Home Assistant beginners

+1 for only using the ZigBee controller attached to HA. Never owned a Philips/Tapo etc hub, everything just works directly with HA.

Also +1 for Z2M, I moved to it a few months after starting with HA and haven't looked back.
 
Thanks again I have ordered the SLZB06U

How much was it ?
I remember when these first came out there were only a few and around the £40-45 now there are so many variants costing up to £80+ :confused:

Which is the best one to go for ?

I understand the network dongle offers a degree of redundancy but is it worth it ?
If I do have to migrate my HA instance to a new machine it's a simple mater of migrating the VM and swapping over the Zigbee dongle. Everything just works
 
I had and people keep telling me to go that route but it's just more to learn. My Plex machine is plenty powerful enough it runs windows 11 and just Plex, works perfectly (I struggled getting it working under Ubuntu)

I've gone down the rabbit hole of reading about entity ID naming conventions and best practices not using device id instead use entity. Just getting Home Assistant working is proving challenging enough I don't then need to with about learning about virtual this and docker that.
I get that, but if you're already running Windows and are comfortable with that, it's almost nothing extra to learn if you know how to install an application. You literally just need to download/install VMware Workstation (it's free now with a free VMware account) and you can visually create/start/stop/pause/snapshot virtual machines from within the Vmware Workstation GUI. HA even have a Vmware Workstation image ready to go that you just power on with no HA setup to do: https://www.home-assistant.io/installation/windows/. It's a tidy solution because you don't need to mess with Hyper-V (which has it's drawbacks with HA) or start learning Docker and everything in the VM is contained and will have no impact on your existing Plex server. The virtual machine OS in the HA image is HAOS and is managed by Open Home Foundation, so they push both HA patches and updates as well as HAOS patches and updates which are all installed from within the HA GUI itself. You don't need to worry about learning and maintaining Ubuntu or some other flavour of Linux. It really is a no brainer :)

━━━

WHAT TO DO: Retype the passage of the Home Assistant forum discussion above from "I remember when" to "it worth it ?", word for word.

RECORD EXTRACTS:
━━━

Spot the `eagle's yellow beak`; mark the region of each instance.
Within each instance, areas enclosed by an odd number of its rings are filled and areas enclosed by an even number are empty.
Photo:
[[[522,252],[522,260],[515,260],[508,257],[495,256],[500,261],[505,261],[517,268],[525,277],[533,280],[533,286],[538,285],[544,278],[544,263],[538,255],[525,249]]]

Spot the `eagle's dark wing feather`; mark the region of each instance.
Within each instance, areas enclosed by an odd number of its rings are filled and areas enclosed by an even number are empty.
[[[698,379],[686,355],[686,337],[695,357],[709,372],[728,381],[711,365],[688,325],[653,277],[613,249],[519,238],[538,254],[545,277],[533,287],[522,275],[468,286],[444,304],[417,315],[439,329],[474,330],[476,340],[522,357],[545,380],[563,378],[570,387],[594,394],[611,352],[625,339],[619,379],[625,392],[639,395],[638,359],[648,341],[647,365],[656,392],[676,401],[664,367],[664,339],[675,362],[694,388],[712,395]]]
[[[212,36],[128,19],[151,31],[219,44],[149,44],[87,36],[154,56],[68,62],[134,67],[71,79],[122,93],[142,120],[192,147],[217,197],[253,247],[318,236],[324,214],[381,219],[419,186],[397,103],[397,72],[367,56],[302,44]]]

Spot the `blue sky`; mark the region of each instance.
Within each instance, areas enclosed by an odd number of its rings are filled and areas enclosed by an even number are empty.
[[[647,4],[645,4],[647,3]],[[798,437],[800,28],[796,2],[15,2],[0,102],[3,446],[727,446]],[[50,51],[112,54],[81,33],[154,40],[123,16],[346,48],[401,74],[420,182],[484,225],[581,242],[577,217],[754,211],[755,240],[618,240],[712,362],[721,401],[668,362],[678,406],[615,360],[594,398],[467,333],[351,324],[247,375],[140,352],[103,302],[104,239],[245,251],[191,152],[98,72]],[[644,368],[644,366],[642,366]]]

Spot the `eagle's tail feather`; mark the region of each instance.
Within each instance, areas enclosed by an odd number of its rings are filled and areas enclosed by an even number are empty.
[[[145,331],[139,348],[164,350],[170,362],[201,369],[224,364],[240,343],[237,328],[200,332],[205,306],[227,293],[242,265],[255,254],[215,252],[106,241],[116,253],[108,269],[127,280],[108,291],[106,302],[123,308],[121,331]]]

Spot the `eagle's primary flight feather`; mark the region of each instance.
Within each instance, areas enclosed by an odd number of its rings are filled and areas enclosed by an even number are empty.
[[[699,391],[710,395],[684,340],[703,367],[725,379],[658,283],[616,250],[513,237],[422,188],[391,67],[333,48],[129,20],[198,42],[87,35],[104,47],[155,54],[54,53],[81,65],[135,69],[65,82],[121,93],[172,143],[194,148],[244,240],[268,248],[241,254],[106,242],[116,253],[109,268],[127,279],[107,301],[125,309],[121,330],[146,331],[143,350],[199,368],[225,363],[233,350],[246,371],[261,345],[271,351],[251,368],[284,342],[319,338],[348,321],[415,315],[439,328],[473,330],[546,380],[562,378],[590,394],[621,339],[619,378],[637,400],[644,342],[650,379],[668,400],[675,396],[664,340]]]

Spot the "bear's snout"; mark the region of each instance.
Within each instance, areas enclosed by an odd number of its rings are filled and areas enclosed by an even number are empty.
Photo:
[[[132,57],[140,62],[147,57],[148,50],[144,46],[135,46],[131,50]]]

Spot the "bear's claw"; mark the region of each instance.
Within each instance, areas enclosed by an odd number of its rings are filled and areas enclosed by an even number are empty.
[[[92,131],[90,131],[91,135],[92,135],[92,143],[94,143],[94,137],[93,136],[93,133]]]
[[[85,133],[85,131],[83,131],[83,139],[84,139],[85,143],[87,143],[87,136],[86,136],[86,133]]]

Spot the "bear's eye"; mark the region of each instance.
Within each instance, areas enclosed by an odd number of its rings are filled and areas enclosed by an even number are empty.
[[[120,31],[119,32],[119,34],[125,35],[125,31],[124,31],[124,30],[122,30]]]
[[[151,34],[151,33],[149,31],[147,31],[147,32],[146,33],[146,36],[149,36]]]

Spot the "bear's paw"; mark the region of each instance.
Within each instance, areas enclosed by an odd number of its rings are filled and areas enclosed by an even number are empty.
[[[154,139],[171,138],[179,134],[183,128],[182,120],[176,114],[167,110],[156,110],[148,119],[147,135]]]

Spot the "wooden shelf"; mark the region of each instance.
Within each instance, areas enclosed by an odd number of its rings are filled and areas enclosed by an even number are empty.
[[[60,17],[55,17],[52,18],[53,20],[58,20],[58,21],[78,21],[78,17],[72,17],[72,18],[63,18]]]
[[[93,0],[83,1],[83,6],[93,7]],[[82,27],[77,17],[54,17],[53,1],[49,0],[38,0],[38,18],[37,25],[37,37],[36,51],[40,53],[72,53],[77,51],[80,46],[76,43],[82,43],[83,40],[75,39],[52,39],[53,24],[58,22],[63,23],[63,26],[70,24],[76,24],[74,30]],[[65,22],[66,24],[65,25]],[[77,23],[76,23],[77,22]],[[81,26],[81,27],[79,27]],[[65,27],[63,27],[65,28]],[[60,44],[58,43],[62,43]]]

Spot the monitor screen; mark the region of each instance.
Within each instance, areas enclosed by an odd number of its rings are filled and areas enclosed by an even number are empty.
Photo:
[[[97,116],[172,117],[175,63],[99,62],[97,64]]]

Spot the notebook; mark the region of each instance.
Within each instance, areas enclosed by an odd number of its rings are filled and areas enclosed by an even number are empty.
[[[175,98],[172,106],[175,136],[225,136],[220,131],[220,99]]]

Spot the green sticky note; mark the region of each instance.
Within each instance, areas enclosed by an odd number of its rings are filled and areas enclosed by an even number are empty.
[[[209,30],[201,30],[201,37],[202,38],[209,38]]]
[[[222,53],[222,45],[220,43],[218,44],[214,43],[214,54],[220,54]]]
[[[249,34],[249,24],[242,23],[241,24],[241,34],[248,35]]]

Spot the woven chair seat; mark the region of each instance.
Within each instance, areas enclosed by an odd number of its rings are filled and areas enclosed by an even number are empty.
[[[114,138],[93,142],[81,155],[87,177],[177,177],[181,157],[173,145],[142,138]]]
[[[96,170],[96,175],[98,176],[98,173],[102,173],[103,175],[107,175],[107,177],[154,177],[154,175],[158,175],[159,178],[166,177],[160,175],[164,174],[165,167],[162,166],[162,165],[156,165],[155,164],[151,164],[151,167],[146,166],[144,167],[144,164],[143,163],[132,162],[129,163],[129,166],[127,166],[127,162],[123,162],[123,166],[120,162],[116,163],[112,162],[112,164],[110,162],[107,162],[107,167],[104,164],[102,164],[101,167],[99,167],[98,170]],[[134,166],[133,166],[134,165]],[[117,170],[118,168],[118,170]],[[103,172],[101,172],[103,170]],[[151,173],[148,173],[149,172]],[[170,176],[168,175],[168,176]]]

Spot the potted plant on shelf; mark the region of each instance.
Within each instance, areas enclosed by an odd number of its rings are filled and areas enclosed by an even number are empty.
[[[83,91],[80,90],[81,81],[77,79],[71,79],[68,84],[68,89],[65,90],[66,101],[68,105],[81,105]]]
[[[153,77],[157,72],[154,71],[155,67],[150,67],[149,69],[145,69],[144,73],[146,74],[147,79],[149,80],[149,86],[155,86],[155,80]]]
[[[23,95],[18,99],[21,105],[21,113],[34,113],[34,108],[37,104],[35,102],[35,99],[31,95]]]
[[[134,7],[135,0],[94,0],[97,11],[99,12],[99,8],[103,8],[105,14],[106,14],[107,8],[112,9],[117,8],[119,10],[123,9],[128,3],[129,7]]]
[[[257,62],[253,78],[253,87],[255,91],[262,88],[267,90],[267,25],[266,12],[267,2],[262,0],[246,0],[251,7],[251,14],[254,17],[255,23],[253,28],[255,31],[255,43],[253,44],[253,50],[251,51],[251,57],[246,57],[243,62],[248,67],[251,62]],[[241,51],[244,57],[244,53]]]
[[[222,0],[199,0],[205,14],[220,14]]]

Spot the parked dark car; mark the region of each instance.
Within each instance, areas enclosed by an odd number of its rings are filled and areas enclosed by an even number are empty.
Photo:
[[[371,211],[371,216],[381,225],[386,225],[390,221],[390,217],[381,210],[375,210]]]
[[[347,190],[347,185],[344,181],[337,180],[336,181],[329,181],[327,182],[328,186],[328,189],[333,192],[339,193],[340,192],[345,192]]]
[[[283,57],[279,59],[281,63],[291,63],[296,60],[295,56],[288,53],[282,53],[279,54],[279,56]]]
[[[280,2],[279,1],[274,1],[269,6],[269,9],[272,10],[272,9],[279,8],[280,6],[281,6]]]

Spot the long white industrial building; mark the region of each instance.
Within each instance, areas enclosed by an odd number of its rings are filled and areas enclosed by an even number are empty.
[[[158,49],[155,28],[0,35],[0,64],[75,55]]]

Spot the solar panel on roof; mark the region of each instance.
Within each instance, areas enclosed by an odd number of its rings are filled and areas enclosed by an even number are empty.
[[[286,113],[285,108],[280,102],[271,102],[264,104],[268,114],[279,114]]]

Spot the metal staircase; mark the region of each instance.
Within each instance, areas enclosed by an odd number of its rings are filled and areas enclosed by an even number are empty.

━━━

TASK SOLUTION:
I remember when these first came out there were only a few and around the £40-45 now there are so many variants costing up to £80+ :confused:

Which is the best one to go for ?

I understand the network dongle offers a degree of redundancy but is it worth it ?